PIZZOCCHERI: Buckwheat noodles in butter and garlic

 
[NOTE -- This recipe was contributed by Nick Fitch <nfitch@ucsd.edu>. His version of pizzoccheri (or buckwheat noodles, a specialty served in Valtellina in the Lombardy Alps) contains considerably more butter than the traditional version, which will be reproduced below his as soon as I type it in. Make this version, though, if you're feeling butter-decadent! -- Chuck]

If you're poor and you like cheese and garlic, you'll love this ...

I discovered pizzoccheri while vacationing with my family in Italy. Halfway up a mountain on the shores of Lake Como my great-grandfather owned a little property and it was there that I watched four matriarchs bustling around in the tiny and crude kitchen making what turned out to be pizzoccheri for about 15 people. My father, being my father, decided he loved it; he stuffed his face with it, had seconds, thirds, drank enormous quantities of rough red wine and promptly fell asleep in the sun - from which he later awoke feeling absolutely awful and to this day he has a Hollandaise sauce reaction to the mere mention of pizzoccheri.

First, and most importantly -- you simply MUST use [buckwheat noodles, or] whole wheat spaghetti. It makes the flavour completely different from what you might expect. It's intriguing ... the whole wheat pasta really throws things off. That's why you can't make it with ordinary pasta, or else it would just be spaghetti and cheese and garlic.

For those of you who can't bring yourselves to add that third stick of butter ... I find pizzoccheri tastes best when it's absolutely swimming in butter. The more butter and garlic you add, and the longer you fry the garlic in the butter, the better the thing comes out. Certainly for four people you shouldn't use less than three sticks of butter; but if you're scaling it down for just the two servings then two sticks is probably fine.

It's almost impossible to use too much cheese for this dish. Again, it's the [buckwheat or] whole wheat pasta, I think. I tend to be from the "handfulls" school of ingredient measuring, and I invariably cook too much spaghetti and have to throw some out when I make pizzoccheri. There's no recipe for it that I've ever seen so no-one has decreed a prescribed amount of pasta for it.
- - -
Written exercise 1 - In the pizzoccheri recipe, swap "garlic" for "onion" and reproduce the passage starting with "First, and most" and going on through "is probably fine.".

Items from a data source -
- - -
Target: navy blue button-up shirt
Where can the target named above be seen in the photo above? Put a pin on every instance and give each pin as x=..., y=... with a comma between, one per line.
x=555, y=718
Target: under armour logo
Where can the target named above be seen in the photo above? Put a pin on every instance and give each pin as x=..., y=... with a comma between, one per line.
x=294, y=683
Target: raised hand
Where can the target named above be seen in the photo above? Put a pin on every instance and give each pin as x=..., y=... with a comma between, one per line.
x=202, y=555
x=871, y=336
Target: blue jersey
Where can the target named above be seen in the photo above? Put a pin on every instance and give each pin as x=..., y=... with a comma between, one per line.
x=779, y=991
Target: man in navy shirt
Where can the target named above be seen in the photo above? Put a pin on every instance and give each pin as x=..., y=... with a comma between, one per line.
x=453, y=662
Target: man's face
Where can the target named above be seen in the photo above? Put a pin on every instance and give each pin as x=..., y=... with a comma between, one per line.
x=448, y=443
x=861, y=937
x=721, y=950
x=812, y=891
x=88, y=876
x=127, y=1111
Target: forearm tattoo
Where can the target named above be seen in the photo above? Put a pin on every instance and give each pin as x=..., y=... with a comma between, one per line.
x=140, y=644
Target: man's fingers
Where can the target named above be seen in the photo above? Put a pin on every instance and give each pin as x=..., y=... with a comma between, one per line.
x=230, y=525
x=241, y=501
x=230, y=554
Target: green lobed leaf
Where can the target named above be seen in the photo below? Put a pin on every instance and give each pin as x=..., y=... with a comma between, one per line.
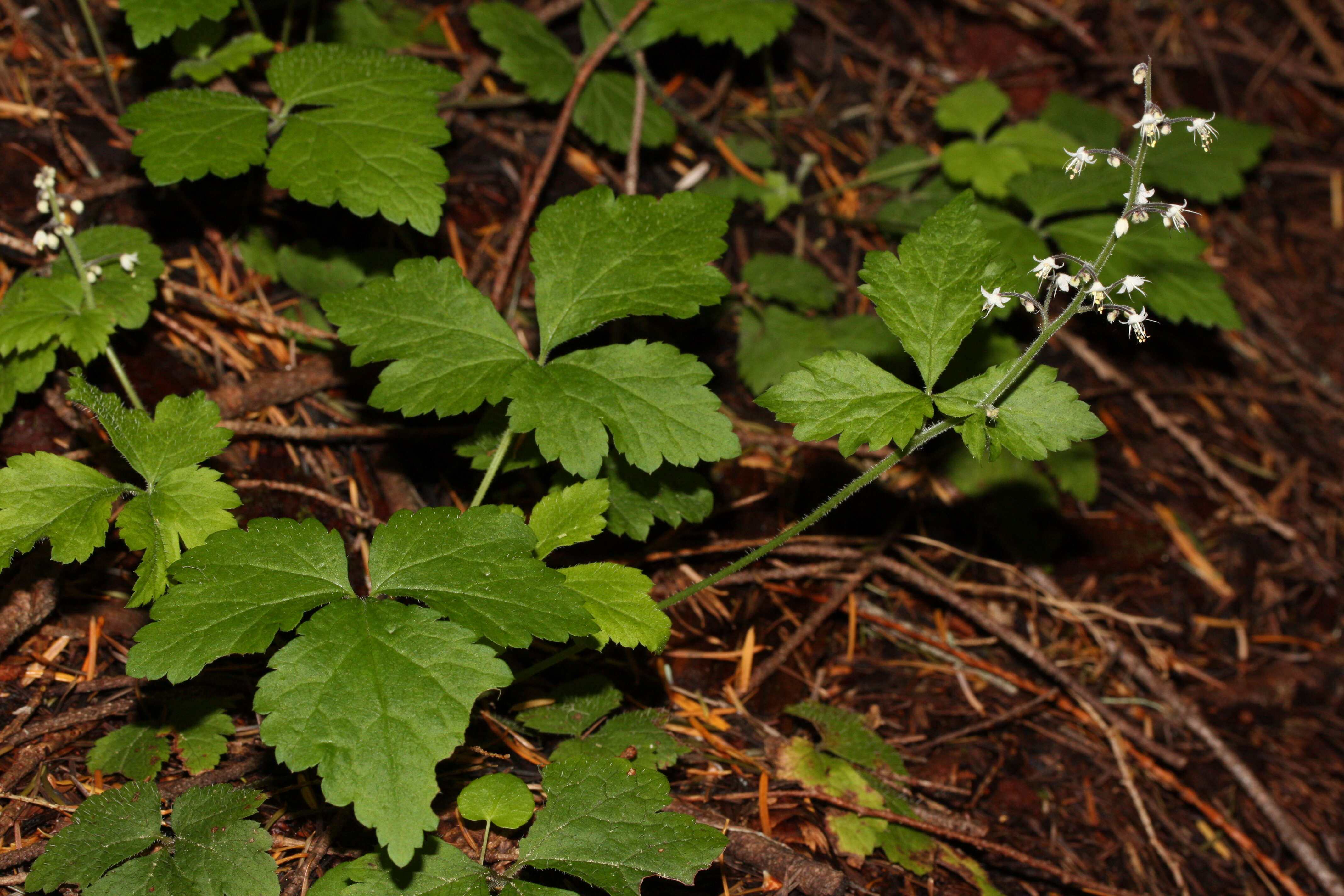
x=1038, y=416
x=1183, y=287
x=643, y=730
x=651, y=397
x=530, y=54
x=599, y=257
x=844, y=734
x=931, y=296
x=449, y=347
x=605, y=112
x=619, y=598
x=502, y=800
x=974, y=107
x=776, y=342
x=748, y=23
x=46, y=496
x=108, y=828
x=1178, y=163
x=569, y=516
x=232, y=57
x=193, y=133
x=236, y=593
x=789, y=280
x=670, y=494
x=604, y=825
x=479, y=570
x=579, y=706
x=152, y=21
x=136, y=750
x=986, y=166
x=376, y=694
x=844, y=394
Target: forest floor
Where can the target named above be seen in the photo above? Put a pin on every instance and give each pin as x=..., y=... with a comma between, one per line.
x=1210, y=554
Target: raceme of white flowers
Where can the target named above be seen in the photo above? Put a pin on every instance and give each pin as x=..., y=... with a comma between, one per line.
x=1139, y=207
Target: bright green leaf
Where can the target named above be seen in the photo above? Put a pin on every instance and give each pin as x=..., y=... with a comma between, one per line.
x=479, y=570
x=46, y=496
x=502, y=800
x=579, y=706
x=651, y=397
x=643, y=730
x=619, y=600
x=931, y=297
x=530, y=54
x=236, y=591
x=449, y=347
x=193, y=133
x=844, y=394
x=974, y=107
x=599, y=257
x=604, y=825
x=570, y=516
x=789, y=280
x=339, y=696
x=108, y=828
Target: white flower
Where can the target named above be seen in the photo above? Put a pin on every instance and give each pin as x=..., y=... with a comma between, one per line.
x=1046, y=266
x=1175, y=217
x=1134, y=283
x=995, y=299
x=1077, y=162
x=1135, y=322
x=1203, y=131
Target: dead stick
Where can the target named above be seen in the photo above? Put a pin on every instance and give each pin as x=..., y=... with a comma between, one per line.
x=553, y=151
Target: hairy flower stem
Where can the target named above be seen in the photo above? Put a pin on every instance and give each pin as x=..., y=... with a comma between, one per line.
x=82, y=273
x=832, y=503
x=496, y=461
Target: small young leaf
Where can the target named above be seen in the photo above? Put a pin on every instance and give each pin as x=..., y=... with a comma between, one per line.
x=449, y=347
x=236, y=591
x=107, y=829
x=502, y=800
x=530, y=54
x=330, y=698
x=789, y=280
x=931, y=297
x=986, y=166
x=1038, y=414
x=846, y=735
x=619, y=600
x=46, y=496
x=232, y=57
x=846, y=394
x=579, y=706
x=607, y=108
x=776, y=342
x=570, y=516
x=136, y=751
x=604, y=825
x=193, y=133
x=670, y=494
x=643, y=730
x=650, y=395
x=748, y=23
x=597, y=258
x=479, y=570
x=152, y=21
x=1178, y=163
x=974, y=107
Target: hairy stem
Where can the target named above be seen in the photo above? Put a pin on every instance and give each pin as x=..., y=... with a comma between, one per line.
x=496, y=461
x=832, y=503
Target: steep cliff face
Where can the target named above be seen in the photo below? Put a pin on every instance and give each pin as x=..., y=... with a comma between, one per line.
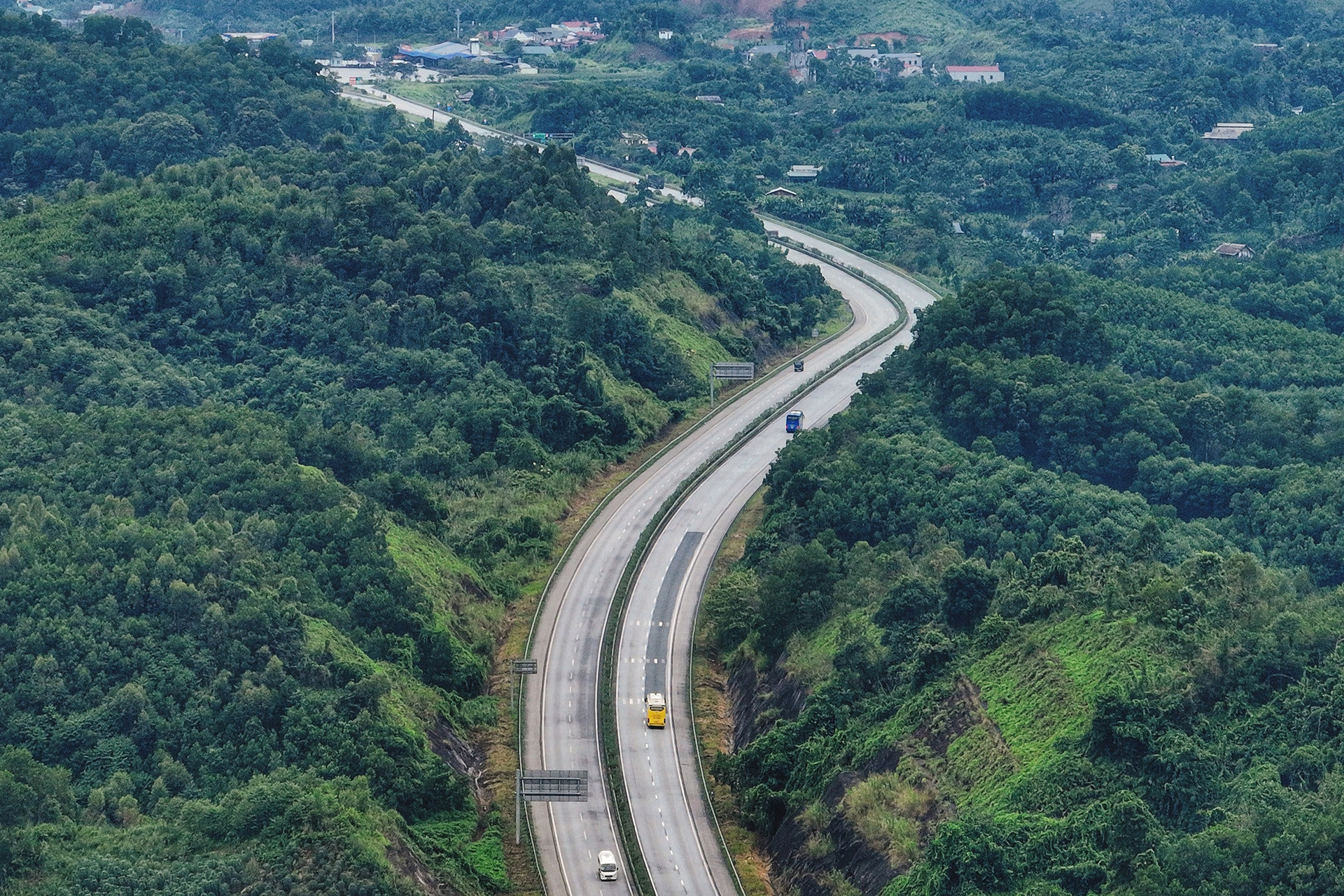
x=758, y=700
x=872, y=824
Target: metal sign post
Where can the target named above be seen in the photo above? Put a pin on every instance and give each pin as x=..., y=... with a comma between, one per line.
x=546, y=786
x=519, y=668
x=730, y=371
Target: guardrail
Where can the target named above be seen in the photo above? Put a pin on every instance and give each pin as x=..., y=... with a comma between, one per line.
x=635, y=862
x=606, y=699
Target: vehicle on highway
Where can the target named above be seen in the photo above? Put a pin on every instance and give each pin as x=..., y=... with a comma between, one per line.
x=656, y=710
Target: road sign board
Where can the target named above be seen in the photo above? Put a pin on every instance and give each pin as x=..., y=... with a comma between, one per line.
x=553, y=786
x=733, y=371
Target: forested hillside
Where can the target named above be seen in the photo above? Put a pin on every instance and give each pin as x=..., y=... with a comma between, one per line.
x=1038, y=615
x=1026, y=169
x=292, y=397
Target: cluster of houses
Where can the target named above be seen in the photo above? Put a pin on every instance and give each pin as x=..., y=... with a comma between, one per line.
x=566, y=35
x=885, y=65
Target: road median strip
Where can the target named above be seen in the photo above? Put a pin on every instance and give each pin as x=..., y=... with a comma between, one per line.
x=608, y=746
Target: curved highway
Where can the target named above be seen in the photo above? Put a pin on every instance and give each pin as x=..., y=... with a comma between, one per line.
x=678, y=840
x=375, y=97
x=676, y=834
x=678, y=837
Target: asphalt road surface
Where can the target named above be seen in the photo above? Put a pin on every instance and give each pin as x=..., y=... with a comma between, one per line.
x=676, y=837
x=662, y=777
x=561, y=729
x=375, y=97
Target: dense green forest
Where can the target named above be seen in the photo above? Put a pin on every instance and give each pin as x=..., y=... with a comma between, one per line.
x=1063, y=622
x=1026, y=169
x=292, y=397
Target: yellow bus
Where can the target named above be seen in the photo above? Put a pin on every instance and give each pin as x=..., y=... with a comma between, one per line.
x=657, y=711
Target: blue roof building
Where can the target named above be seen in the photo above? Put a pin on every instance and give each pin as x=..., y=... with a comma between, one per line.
x=440, y=51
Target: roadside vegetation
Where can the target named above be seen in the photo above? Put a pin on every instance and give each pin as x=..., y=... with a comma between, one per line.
x=292, y=399
x=960, y=641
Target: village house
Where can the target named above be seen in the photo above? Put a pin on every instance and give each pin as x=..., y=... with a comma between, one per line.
x=1236, y=250
x=1164, y=160
x=911, y=64
x=976, y=74
x=1227, y=131
x=766, y=50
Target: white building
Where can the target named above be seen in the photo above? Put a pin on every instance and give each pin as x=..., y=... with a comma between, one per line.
x=981, y=74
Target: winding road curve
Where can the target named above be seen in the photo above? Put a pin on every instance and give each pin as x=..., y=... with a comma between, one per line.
x=676, y=834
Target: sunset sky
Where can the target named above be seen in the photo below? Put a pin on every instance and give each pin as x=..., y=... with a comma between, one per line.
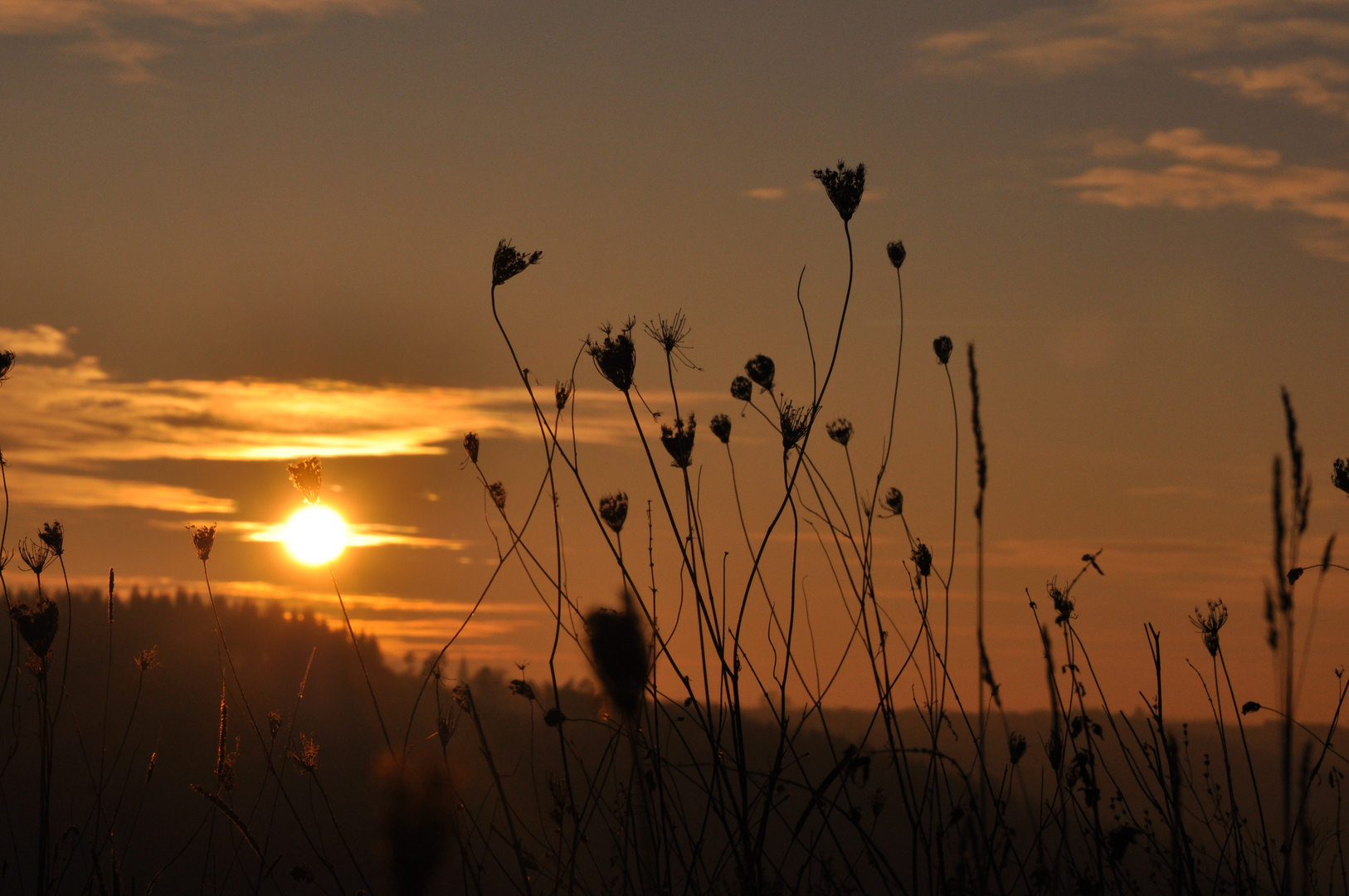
x=237, y=232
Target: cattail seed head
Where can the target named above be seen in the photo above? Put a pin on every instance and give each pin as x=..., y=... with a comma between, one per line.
x=894, y=501
x=722, y=428
x=840, y=431
x=509, y=261
x=202, y=538
x=942, y=346
x=761, y=370
x=54, y=536
x=613, y=510
x=620, y=654
x=308, y=476
x=844, y=187
x=616, y=355
x=679, y=441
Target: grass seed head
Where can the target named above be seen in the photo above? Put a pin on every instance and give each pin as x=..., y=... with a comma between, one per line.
x=761, y=370
x=202, y=538
x=942, y=347
x=616, y=355
x=722, y=428
x=679, y=441
x=308, y=476
x=844, y=187
x=509, y=261
x=613, y=510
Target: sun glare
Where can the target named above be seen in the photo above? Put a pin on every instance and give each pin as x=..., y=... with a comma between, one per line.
x=316, y=534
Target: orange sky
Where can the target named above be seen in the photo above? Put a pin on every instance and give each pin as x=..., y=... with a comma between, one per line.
x=241, y=231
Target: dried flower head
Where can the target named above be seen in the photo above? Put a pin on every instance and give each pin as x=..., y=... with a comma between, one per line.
x=679, y=441
x=923, y=559
x=36, y=556
x=844, y=187
x=509, y=261
x=202, y=538
x=942, y=346
x=761, y=370
x=54, y=536
x=620, y=654
x=613, y=510
x=148, y=659
x=670, y=335
x=1210, y=625
x=722, y=428
x=894, y=501
x=306, y=757
x=616, y=355
x=308, y=476
x=38, y=625
x=840, y=431
x=792, y=421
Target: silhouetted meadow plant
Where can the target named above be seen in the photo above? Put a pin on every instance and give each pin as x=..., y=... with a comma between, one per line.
- - -
Written exercise 2 - Reproduce the lines of the records starting with the first line and going on through the line with "x=555, y=718".

Written reply 1 -
First, and most importantly -- you simply MUST use [buckwheat noodles, or] whole wheat spaghetti. It makes the flavour completely different from what you might expect. It's intriguing ... the whole wheat pasta really throws things off. That's why you can't make it with ordinary pasta, or else it would just be spaghetti and cheese and onion.

For those of you who can't bring yourselves to add that third stick of butter ... I find pizzoccheri tastes best when it's absolutely swimming in butter. The more butter and onion you add, and the longer you fry the onion in the butter, the better the thing comes out. Certainly for four people you shouldn't use less than three sticks of butter; but if you're scaling it down for just the two servings then two sticks is probably fine.

Written reply 2 -
Target: navy blue button-up shirt
Where can the target named above be seen in the photo above? Put a pin on every instance and give each pin as x=..., y=... with a comma between, one per line.
x=555, y=718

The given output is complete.